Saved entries
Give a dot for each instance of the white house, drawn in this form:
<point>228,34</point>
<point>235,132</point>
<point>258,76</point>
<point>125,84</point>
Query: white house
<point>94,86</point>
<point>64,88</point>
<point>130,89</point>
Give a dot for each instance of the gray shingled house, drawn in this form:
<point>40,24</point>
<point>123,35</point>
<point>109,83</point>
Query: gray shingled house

Exercise instructions :: Search the records for lines holding the word "this", then copy each line you find.

Exercise solution ::
Give a dot for each instance of the white house, drawn in this form:
Give a dot for each instance of the gray shingled house, drawn in this form:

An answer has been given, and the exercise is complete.